§ **Problem description**: From the records below, set down exactly the lines starting with the line that contains "Expected behaviour: for every instance of the cockpit" and going on through the line that contains "Expected behaviour: for every instance of the aircraft tire". Nothing else is wanted.

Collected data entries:
++++++++

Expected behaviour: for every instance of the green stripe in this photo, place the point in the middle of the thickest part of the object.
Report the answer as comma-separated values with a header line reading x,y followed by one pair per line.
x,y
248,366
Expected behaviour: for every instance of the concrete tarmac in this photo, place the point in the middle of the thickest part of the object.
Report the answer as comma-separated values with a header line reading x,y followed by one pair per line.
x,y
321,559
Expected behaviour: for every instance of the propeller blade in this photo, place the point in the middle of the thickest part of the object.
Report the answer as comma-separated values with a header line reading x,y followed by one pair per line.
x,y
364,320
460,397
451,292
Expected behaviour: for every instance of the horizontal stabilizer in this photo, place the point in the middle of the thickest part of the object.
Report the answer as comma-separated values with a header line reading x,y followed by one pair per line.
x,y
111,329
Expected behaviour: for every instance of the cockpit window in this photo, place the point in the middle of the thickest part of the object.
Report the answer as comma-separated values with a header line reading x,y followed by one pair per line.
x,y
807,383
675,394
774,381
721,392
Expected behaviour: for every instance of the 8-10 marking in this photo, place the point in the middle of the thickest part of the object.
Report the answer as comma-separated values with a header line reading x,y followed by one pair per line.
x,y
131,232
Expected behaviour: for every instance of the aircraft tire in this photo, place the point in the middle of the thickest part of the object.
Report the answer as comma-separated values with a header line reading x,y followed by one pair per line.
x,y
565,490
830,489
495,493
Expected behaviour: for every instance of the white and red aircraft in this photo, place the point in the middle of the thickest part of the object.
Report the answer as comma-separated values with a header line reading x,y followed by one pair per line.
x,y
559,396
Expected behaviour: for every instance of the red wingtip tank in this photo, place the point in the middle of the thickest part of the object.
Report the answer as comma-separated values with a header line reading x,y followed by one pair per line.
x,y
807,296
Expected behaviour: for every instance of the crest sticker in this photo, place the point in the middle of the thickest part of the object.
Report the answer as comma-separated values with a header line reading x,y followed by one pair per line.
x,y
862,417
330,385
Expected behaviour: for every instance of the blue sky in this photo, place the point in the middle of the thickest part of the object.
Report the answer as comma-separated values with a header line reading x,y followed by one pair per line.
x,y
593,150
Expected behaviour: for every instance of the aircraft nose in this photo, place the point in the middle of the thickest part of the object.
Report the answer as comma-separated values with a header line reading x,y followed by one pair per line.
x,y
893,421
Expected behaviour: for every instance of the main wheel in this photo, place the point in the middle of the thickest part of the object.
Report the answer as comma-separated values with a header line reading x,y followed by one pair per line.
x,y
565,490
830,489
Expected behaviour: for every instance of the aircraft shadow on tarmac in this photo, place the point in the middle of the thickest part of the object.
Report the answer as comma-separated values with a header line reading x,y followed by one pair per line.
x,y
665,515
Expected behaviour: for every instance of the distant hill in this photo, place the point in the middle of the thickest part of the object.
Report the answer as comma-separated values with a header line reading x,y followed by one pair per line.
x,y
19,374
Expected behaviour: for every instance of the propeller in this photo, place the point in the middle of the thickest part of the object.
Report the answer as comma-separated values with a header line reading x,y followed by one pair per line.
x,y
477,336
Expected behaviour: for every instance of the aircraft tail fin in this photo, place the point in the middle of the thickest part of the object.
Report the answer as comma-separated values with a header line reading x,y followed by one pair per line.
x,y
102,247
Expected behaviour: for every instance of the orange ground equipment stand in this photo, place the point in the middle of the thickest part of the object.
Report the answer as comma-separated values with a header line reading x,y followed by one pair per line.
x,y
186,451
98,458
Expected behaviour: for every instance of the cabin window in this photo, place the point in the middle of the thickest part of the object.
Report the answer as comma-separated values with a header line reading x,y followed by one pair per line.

++++++++

§ **Completed exercise**:
Expected behaviour: for every instance of the cockpit window in this photo, place the point in the middle of the thickest part of the object.
Report the answer as comma-separated values with a header line reading x,y followed by one pair per line.
x,y
807,383
675,394
774,381
721,392
Expected behaviour: for every instance of the 8-10 marking in this photo, place the point in the middle of the thickest part of the object.
Report the answer as comma-separated values with a header line reading x,y followed by one pair per line.
x,y
131,232
Expected behaviour: for every instance of the aircraft tire in this photo, place the point in the middle of the thickest part of the object.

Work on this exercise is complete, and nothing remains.